● SUPPLIED TEXT:
* START *

Fix: Move product_name to a products table.

3NF — Third Normal Form#

Rule: Must be in 2NF + no transitive dependencies (non-key column depends on another non-key column).

Violation: employees(id, dept_id, dept_name) — dept_name depends on dept_id, not on id.

Fix: Move dept_name to a departments table.

BCNF — Boyce-Codd Normal Form#

Stricter version of 3NF. Every determinant must be a candidate key. In practice, 3NF is sufficient for most systems.

When to Denormalize#

High-read, low-write reporting tables
Data warehouses and analytics (star schema, fact tables)
When join cost exceeds storage cost at scale
Caching pre-computed aggregates for dashboards

Denormalization is a deliberate performance trade-off, not laziness. The mistake is denormalizing before you've proven you need to.

Normalization Flow Diagram:

11. Indexing#

What and Why#

An index is a separate data structure that lets the database find rows without scanning every row in the table. Without an index, every query is a full table scan — O(n). With a B-tree index, lookup is O(log n).

Analogy: A database table is a book. An index is the book's index at the back — instead of reading every page, you go straight to page 247.

How it Works (B-Tree)#

The default index type. A balanced tree where leaf nodes hold the actual row pointers (or values for covering indexes). Each lookup traverses from root to leaf — typically 3–4 levels for millions of rows.

Types of Indexes#

Type	Use Case
B-Tree (default)	Range queries, equality, ORDER BY
Hash Index	Equality only (=), not ranges
Composite Index	Multiple columns, follows left-prefix rule
Unique Index	Enforces uniqueness + fast lookup
Partial Index	Index only rows matching a condition
Full-Text Index	Text search (LIKE '%word%' won't use B-tree)

* END *

● AIM:
Please pull out the passage of the database design text from "Fix: Move dept_name" to "you need to.", word for word.

● DATASET ROWS:
* START *

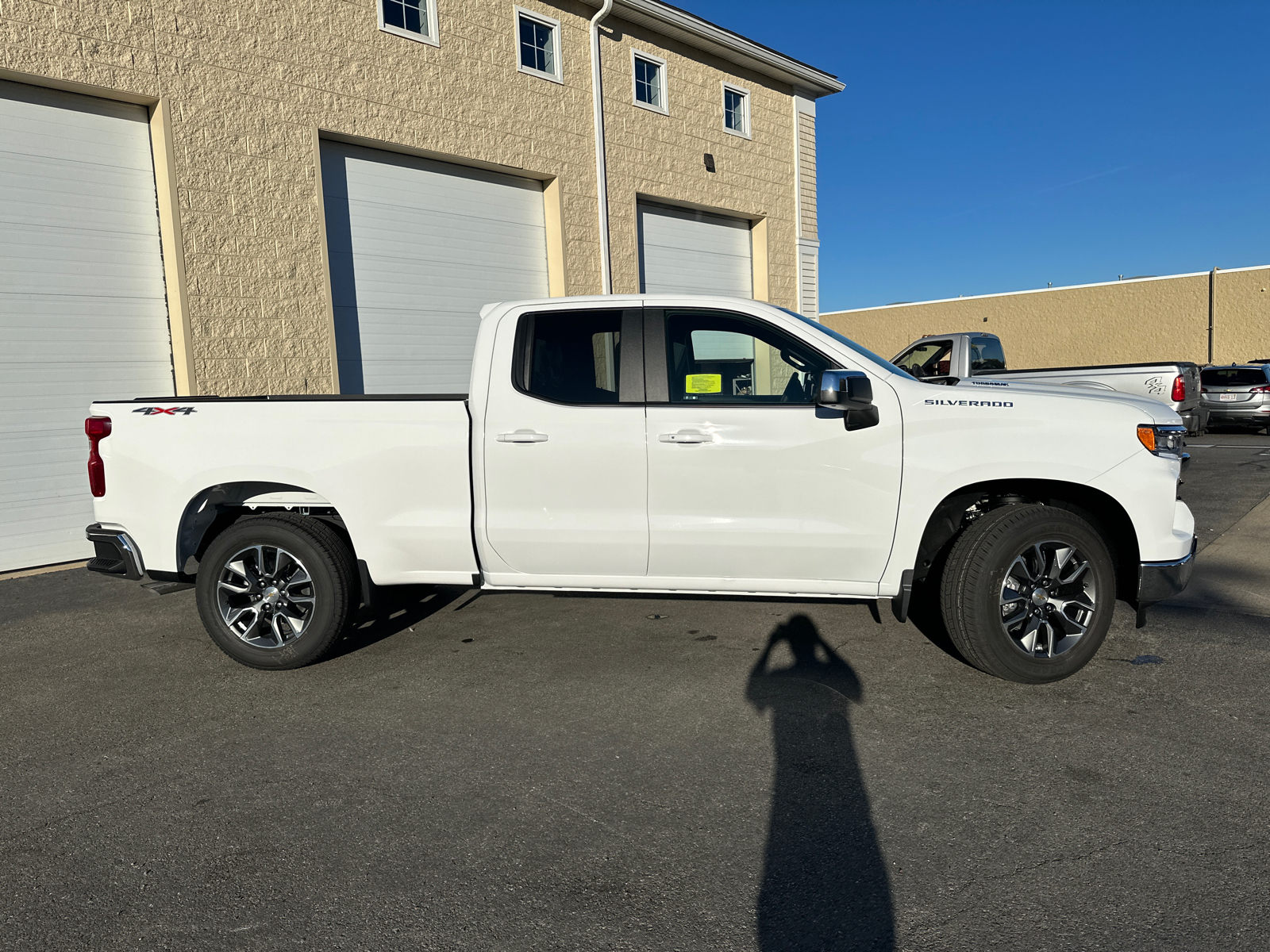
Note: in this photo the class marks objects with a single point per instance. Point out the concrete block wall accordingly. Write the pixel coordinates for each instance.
(1127, 321)
(251, 83)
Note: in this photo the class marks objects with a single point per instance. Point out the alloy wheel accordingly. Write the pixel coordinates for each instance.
(1048, 598)
(266, 597)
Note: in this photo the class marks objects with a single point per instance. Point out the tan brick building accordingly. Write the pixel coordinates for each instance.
(1219, 317)
(214, 197)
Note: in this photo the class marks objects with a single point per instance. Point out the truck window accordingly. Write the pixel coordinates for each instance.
(718, 357)
(931, 359)
(986, 355)
(572, 357)
(1232, 378)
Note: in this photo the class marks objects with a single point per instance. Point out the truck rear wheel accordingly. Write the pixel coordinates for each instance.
(275, 592)
(1028, 593)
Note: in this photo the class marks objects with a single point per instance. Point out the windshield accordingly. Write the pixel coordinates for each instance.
(864, 352)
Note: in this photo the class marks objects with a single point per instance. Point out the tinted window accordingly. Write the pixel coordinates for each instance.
(986, 355)
(1232, 378)
(573, 359)
(717, 357)
(929, 359)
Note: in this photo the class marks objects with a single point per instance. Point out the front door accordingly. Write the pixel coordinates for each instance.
(564, 463)
(749, 479)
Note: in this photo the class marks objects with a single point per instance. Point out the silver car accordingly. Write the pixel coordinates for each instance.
(1238, 393)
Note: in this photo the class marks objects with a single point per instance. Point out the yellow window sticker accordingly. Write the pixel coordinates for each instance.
(702, 384)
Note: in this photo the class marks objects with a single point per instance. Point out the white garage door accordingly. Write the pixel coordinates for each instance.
(694, 253)
(417, 249)
(83, 313)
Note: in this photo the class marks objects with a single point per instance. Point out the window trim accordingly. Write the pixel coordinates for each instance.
(518, 13)
(664, 109)
(723, 98)
(433, 36)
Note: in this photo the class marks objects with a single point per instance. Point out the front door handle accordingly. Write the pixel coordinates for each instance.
(522, 437)
(686, 437)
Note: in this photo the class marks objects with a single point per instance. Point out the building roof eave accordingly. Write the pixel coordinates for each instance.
(702, 35)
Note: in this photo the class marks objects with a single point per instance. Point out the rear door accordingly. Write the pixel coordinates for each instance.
(749, 482)
(564, 463)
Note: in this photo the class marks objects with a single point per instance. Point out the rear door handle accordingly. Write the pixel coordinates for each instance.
(522, 437)
(686, 437)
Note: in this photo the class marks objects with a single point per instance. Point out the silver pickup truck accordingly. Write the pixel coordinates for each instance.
(952, 357)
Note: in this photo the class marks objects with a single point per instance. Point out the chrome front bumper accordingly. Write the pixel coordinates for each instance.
(1161, 581)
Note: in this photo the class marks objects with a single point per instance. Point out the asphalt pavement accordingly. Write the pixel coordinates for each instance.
(556, 772)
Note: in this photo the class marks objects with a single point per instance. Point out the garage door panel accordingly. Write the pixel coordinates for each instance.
(444, 239)
(417, 248)
(127, 270)
(83, 306)
(52, 125)
(391, 285)
(695, 253)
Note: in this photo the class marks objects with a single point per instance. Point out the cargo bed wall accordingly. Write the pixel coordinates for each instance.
(398, 473)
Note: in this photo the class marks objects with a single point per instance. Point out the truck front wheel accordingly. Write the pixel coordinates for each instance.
(275, 592)
(1028, 593)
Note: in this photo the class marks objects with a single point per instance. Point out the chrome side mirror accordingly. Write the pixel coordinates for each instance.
(850, 391)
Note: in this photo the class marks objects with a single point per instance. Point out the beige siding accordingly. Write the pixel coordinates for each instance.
(249, 86)
(806, 173)
(1162, 319)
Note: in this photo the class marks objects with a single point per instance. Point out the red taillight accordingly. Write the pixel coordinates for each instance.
(97, 428)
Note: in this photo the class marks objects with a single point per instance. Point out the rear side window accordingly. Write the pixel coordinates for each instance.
(1232, 378)
(933, 359)
(572, 357)
(986, 355)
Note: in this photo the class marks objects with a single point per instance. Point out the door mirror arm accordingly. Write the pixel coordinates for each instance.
(850, 391)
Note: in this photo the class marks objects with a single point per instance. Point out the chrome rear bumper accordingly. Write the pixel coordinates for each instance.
(116, 554)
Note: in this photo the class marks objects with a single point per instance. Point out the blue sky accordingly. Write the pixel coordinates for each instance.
(997, 146)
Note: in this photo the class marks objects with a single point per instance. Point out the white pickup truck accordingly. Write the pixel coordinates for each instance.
(633, 444)
(941, 357)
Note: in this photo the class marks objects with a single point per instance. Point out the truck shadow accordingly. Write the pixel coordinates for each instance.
(825, 879)
(394, 609)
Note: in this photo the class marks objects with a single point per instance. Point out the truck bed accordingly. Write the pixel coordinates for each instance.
(393, 467)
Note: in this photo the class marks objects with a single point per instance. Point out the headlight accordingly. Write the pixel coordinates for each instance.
(1162, 441)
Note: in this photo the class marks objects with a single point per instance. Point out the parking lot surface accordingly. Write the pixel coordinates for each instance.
(537, 772)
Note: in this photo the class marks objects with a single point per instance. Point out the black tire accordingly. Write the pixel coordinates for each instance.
(972, 593)
(332, 589)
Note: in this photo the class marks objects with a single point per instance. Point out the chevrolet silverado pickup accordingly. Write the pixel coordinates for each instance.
(943, 357)
(654, 443)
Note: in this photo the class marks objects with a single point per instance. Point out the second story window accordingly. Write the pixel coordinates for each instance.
(736, 111)
(537, 41)
(414, 19)
(649, 74)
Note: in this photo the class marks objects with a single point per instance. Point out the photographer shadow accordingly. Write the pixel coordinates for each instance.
(825, 880)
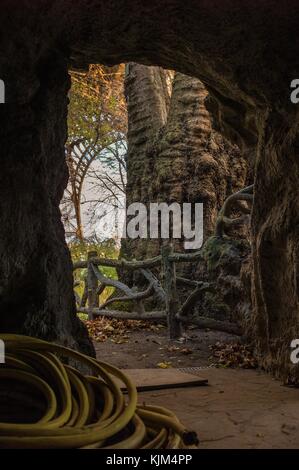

* END *

● RESPONSE BELOW:
Fix: Move dept_name to a departments table.

BCNF — Boyce-Codd Normal Form#

Stricter version of 3NF. Every determinant must be a candidate key. In practice, 3NF is sufficient for most systems.

When to Denormalize#

High-read, low-write reporting tables
Data warehouses and analytics (star schema, fact tables)
When join cost exceeds storage cost at scale
Caching pre-computed aggregates for dashboards

Denormalization is a deliberate performance trade-off, not laziness. The mistake is denormalizing before you've proven you need to.